--- Supplied material ---

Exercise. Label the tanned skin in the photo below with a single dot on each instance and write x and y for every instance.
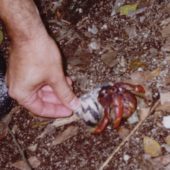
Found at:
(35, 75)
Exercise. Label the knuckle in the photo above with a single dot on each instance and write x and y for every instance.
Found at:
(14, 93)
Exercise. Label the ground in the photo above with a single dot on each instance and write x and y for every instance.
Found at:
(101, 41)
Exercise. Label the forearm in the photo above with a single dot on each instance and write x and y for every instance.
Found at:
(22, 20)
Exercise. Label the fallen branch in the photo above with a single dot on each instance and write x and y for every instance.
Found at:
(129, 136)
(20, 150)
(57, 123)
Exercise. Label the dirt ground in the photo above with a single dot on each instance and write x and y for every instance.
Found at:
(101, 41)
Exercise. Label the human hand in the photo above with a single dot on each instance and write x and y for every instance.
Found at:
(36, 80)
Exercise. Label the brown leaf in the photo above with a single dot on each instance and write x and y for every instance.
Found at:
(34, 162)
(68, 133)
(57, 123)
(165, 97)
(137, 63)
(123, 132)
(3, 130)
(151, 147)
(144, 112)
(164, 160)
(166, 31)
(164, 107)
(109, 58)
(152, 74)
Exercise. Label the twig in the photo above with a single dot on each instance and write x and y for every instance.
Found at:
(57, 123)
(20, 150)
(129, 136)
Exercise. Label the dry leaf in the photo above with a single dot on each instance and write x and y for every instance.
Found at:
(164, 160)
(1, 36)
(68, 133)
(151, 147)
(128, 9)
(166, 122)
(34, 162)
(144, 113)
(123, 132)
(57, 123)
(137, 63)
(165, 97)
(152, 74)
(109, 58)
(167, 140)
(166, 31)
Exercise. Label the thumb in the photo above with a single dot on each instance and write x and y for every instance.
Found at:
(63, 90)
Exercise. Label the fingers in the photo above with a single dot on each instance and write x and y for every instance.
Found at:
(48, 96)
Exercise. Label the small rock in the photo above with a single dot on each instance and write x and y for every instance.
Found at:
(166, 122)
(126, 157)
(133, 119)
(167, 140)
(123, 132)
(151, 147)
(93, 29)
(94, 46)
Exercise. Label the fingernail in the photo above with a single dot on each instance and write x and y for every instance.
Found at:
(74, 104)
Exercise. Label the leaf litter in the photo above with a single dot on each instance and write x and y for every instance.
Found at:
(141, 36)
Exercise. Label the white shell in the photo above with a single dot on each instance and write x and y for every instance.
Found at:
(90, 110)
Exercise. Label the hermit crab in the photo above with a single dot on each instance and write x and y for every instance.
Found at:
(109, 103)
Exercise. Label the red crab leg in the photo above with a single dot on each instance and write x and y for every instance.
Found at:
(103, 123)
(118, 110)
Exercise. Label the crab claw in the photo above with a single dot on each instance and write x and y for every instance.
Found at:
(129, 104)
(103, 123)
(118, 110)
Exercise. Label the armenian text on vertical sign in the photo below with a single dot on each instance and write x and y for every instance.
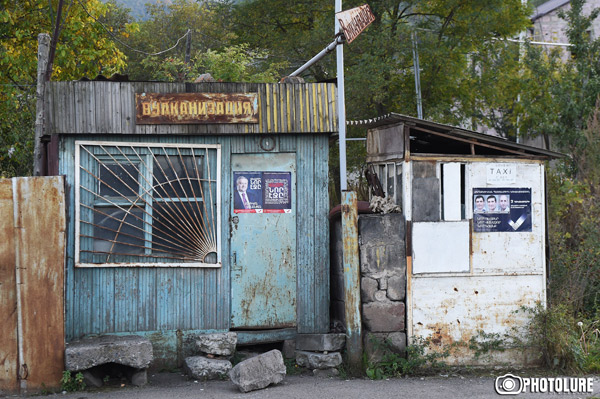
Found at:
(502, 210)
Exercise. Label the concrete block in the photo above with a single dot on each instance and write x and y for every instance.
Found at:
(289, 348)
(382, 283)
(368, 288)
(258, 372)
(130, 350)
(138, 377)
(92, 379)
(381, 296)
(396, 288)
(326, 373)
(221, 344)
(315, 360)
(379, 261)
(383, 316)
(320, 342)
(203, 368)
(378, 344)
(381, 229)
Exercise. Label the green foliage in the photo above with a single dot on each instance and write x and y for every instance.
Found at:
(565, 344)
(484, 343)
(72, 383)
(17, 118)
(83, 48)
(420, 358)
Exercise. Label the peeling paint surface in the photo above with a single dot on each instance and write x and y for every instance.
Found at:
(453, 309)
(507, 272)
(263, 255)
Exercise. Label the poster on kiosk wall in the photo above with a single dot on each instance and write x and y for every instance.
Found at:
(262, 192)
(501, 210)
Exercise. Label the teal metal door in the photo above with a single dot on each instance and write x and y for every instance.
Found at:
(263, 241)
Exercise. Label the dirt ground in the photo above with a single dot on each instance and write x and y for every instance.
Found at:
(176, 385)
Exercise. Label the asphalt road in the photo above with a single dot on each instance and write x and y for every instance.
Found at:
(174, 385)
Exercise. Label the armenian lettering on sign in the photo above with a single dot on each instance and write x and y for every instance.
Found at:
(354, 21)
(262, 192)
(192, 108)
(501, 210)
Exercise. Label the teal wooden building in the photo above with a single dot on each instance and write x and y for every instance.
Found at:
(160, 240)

---

Directions:
Repeat each record exactly, with the pictures left out.

Your solution:
Exercise. Label the tanned skin in the photo below with a single dot on each instance and write x and y for every instance.
Found at:
(35, 75)
Exercise. Label the knuckle in the photo above with a single dot on each instance and write x and y for every instance.
Found at:
(14, 93)
Exercise. Label the ground in the photo above with a single dot on each instance and write x and y for every instance.
Found at:
(101, 41)
Exercise. Label the forearm in the photo above with a single dot on each instance and write x and y for every instance.
Found at:
(22, 20)
Exercise. Label the fallen branch in the photo above with a single dot on each instance and write x and y for every instance.
Found at:
(129, 136)
(20, 150)
(57, 123)
Exercise. Label the dirt ground in the photo above with a single dot on each instance and write x and y for every instance.
Found at:
(101, 41)
Exercise. Label the human hand in the photo above with a single dot on each instance and write x and y for every instance.
Found at:
(36, 80)
Exercise. Label the brown leaf in the photo above with a single dot on each instance and write x and y for every instance.
Found at:
(34, 162)
(68, 133)
(57, 123)
(165, 97)
(137, 63)
(123, 132)
(3, 130)
(151, 147)
(144, 112)
(164, 160)
(166, 31)
(164, 107)
(109, 58)
(152, 74)
Exercise. Label the twig in the photo above with a single dot on each instance and write x and y for every instance.
Found at:
(57, 123)
(20, 150)
(129, 136)
Exercise. Label the dry leaf in the photo above with a single dot on each instance and write x and y for every instance.
Found at:
(164, 160)
(1, 36)
(68, 133)
(151, 147)
(128, 9)
(166, 122)
(34, 162)
(144, 113)
(123, 132)
(57, 123)
(137, 63)
(165, 97)
(152, 74)
(109, 58)
(167, 140)
(166, 31)
Exercise. Label the thumb in the photo above with a single dot on each instance and write x and y for every instance.
Found at:
(63, 90)
Exercise. Label the fingers in the photo above with a single dot on each instance and write x and y for every instance.
Found at:
(48, 96)
Exercise. Label the small rock in the photo above with a single dot on each instance and write x and y for every instance.
Found at:
(166, 122)
(126, 157)
(133, 119)
(167, 140)
(123, 132)
(151, 147)
(93, 29)
(94, 46)
Exercise. Label the fingernail in the photo above with a single dot on each instance and write x and y for every instance.
Found at:
(74, 104)
Exercise. Label the leaf litter in the photo above with a single dot on each instance and write x and y for every instance.
Found at:
(141, 36)
Exercise. Label the white shell in the photo above with a single dot on each instance and write x and y for every instance.
Found at:
(90, 110)
Exercise. Label the hermit crab in the photo above with a single dot on each instance and write x and y for every instance.
Found at:
(109, 103)
Exercise. Label the red crab leg in the photo above with a single dot on each instance and write x and y for every instance.
Found at:
(103, 123)
(118, 110)
Exercise. Label the crab claw in the photo above with a single dot on each instance and write x and y for every instance.
Found at:
(129, 104)
(103, 123)
(118, 110)
Exercise. Label the armenian text on vertical sign in the photo below with a single dot on each instance and write x and y for every instance.
Found at:
(502, 210)
Exercise. Label the concrete block in the photo above with a single dot on each instance and write x and y for every instance.
Found at:
(289, 348)
(382, 283)
(368, 288)
(258, 372)
(130, 350)
(138, 377)
(92, 379)
(381, 296)
(396, 288)
(326, 373)
(221, 344)
(315, 360)
(379, 261)
(383, 316)
(320, 342)
(203, 368)
(378, 344)
(381, 229)
Exercise. Label the green foliage in the photo above with a single dot on each instance and write x and y for every instance.
Found at:
(565, 344)
(484, 343)
(72, 383)
(17, 118)
(83, 48)
(420, 358)
Exercise. Label the peeling paint surface in the photo above with a single dot on each instance and write x and y for every instance.
Found at:
(453, 309)
(507, 272)
(263, 255)
Exercise. Label the poster on kiosk wall in the photo above with a single dot on each instance and write x and y for every instance.
Found at:
(262, 192)
(501, 210)
Exercise. Label the teal metal door in the photo above with a single dot on each instance and write x and y for every instance.
Found at:
(263, 241)
Exercise. Label the dirt ground in the photo above with a single dot on each instance and write x and y for every instance.
Found at:
(176, 385)
Exercise. Label the asphalt road in the photo above with a single dot on each instance and write x and y for every instance.
Found at:
(174, 385)
Exercise. Label the armenian lettering on sign in the photo above with a single dot on each instance and write x and y for every instance.
Found at:
(354, 21)
(262, 192)
(192, 108)
(501, 210)
Exercise. Label the teal wooden building in the photo above with a single dot on each instance and write x and y for every instance.
Found at:
(160, 240)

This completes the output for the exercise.